Begin Excerpted records
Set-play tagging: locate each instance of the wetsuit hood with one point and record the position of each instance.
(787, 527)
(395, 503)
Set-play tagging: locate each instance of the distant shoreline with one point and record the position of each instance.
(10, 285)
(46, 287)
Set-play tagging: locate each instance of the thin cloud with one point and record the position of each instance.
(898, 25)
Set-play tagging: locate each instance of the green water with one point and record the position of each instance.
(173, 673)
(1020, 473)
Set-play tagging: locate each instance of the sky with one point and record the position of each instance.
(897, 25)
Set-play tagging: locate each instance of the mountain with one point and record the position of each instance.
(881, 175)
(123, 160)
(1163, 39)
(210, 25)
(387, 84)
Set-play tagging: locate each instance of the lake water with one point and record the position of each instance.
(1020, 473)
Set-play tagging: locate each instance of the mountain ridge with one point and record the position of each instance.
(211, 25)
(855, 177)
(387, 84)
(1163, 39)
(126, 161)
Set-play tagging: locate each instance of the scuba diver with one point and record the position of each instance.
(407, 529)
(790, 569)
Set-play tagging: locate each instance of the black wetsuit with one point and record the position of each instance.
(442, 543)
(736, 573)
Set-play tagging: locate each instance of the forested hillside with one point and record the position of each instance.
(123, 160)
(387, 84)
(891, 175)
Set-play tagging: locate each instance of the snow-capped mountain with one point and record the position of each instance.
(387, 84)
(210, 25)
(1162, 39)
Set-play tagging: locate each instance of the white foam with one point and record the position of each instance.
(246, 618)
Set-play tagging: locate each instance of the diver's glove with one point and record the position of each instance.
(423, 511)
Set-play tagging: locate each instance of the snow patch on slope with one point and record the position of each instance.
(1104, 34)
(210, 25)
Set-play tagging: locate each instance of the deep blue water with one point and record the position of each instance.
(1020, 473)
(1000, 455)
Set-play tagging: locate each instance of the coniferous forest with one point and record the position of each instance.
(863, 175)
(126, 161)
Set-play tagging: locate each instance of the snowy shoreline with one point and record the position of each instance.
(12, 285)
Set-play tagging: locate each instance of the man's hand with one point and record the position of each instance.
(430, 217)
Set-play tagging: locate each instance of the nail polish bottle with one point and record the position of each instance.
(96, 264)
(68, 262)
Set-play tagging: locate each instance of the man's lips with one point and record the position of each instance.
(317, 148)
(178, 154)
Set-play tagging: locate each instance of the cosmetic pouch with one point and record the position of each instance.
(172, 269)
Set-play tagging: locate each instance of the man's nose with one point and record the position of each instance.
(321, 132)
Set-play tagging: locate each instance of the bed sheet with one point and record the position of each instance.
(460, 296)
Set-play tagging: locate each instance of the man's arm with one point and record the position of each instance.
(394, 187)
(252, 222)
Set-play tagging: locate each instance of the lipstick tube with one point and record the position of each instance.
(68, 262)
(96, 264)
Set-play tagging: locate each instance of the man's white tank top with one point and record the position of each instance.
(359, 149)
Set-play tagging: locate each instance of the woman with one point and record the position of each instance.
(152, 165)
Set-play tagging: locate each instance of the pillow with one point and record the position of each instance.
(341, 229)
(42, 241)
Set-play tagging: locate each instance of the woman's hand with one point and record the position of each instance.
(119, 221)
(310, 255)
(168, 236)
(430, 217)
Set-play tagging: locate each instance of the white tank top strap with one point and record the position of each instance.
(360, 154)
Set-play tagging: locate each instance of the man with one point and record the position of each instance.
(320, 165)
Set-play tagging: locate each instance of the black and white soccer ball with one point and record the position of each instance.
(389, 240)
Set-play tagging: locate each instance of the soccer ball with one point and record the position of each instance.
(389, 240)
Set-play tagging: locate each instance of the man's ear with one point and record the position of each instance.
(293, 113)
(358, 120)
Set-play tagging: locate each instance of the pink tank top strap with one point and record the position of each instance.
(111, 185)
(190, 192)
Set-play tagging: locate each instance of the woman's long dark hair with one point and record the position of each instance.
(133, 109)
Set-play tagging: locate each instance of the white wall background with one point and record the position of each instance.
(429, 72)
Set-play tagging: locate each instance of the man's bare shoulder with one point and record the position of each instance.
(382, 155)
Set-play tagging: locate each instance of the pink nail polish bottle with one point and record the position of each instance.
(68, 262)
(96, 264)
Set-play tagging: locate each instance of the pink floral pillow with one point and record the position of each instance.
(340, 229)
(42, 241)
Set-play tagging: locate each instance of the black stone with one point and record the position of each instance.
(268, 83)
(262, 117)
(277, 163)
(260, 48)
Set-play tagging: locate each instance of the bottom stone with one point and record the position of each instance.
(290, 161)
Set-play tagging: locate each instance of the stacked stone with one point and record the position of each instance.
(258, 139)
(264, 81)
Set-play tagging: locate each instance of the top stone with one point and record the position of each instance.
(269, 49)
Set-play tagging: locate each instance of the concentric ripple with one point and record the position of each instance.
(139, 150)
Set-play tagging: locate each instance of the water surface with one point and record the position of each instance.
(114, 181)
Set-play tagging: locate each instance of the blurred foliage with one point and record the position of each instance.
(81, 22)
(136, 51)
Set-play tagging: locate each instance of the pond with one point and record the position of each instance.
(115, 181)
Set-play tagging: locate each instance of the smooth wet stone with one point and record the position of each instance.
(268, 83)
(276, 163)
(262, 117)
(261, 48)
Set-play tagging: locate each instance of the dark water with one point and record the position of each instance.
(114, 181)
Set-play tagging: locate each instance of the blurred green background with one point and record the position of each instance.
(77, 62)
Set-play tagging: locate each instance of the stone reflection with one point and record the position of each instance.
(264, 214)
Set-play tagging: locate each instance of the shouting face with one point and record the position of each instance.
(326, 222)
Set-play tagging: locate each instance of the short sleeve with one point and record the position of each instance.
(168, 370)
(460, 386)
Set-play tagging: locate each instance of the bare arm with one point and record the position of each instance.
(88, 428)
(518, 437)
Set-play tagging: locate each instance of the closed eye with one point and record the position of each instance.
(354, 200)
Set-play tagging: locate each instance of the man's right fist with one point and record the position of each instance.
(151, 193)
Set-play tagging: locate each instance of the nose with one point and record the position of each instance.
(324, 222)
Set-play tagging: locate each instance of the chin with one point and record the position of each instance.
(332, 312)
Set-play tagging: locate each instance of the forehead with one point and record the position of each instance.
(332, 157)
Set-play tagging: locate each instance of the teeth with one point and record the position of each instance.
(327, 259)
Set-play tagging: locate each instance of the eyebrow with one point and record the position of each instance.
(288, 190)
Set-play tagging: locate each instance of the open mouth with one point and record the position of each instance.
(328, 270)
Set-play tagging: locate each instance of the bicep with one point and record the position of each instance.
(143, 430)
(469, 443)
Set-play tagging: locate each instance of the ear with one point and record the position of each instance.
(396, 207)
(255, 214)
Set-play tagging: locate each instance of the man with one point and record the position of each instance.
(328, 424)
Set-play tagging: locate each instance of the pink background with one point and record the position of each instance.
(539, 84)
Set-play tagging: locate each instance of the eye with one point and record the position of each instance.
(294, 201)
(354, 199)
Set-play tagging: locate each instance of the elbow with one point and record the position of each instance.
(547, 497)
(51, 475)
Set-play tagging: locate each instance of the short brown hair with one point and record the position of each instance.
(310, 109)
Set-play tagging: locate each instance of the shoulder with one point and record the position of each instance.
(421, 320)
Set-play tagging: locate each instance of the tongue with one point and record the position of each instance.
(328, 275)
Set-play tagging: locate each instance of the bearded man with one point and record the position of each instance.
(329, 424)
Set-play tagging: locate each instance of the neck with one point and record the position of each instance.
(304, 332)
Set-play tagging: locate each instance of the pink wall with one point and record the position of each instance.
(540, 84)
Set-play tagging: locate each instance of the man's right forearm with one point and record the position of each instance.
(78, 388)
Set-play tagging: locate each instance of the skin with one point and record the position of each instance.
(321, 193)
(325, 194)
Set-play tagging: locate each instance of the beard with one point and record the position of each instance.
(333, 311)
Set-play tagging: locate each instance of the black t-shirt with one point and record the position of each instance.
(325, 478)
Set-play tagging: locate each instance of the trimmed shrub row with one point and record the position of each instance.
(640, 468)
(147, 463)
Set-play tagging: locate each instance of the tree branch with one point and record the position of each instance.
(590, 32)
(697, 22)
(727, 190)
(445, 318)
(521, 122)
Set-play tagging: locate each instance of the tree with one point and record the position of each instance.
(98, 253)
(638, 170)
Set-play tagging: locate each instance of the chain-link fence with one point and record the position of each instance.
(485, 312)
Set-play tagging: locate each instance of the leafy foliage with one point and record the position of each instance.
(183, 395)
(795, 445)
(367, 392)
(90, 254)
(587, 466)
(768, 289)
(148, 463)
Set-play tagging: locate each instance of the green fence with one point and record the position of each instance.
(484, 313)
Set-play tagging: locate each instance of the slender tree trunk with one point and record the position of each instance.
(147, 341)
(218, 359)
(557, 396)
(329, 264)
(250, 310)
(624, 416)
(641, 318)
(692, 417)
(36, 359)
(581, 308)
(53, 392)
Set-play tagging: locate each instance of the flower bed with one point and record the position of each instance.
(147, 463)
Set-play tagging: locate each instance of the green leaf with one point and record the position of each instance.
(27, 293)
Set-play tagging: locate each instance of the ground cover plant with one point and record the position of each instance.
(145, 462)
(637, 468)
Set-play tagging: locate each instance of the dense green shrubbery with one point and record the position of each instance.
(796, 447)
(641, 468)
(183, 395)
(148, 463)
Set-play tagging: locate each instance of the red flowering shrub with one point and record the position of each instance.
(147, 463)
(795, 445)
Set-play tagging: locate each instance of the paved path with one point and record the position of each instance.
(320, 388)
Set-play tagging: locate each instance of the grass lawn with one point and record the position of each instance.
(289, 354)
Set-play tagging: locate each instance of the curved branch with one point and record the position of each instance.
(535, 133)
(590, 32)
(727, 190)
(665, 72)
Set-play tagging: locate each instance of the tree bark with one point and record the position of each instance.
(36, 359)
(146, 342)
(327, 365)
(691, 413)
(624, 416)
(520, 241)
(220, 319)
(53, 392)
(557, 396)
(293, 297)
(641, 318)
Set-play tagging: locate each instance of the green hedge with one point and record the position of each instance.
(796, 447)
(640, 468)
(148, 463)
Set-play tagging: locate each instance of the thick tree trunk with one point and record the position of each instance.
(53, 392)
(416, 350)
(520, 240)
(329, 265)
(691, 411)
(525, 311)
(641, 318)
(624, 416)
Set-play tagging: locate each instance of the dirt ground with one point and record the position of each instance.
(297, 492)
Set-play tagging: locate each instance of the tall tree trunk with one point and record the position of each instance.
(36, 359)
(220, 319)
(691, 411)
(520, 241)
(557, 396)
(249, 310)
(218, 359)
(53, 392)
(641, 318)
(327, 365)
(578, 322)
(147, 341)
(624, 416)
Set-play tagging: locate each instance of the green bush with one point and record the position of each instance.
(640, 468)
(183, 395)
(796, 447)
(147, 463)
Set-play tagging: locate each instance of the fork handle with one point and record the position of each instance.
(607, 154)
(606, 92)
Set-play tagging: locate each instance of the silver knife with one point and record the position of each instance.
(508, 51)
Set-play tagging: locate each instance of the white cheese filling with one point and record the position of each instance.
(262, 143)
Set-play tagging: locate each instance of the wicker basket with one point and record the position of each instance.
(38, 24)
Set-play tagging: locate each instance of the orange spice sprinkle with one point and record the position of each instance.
End Excerpted records
» **Work to be completed**: Give back exactly the lines beginning at the one with "Set-play tagging: locate each instance of the dirt" and ending at the final line of the material; both boundary lines belong in it.

» **Task output**:
Set-play tagging: locate each instance of the dirt ground with one point and record the position of each instance.
(297, 492)
Set-play tagging: locate each instance of the tall tree trunk with one point and record the position of each instance.
(36, 359)
(220, 319)
(691, 411)
(520, 241)
(557, 396)
(249, 310)
(218, 359)
(53, 392)
(641, 318)
(327, 365)
(578, 322)
(147, 341)
(624, 416)
Set-play tagging: locate each instance of the green bush with one point and record the position of each instance.
(640, 468)
(183, 395)
(796, 447)
(147, 463)
Set-play tagging: locate each instance of the fork handle with one point and record the position of each instance.
(607, 154)
(606, 92)
Set-play tagging: locate each instance of the silver knife with one point and record the position of each instance.
(508, 51)
Set-play tagging: locate each instance of the white cheese filling with one point and record the position of each instance.
(262, 143)
Set-play tagging: locate each instance of the wicker basket with one point and record the position of each instance.
(38, 24)
Set-play tagging: locate each instance of the orange spice sprinkle with one point and record the position of each instance.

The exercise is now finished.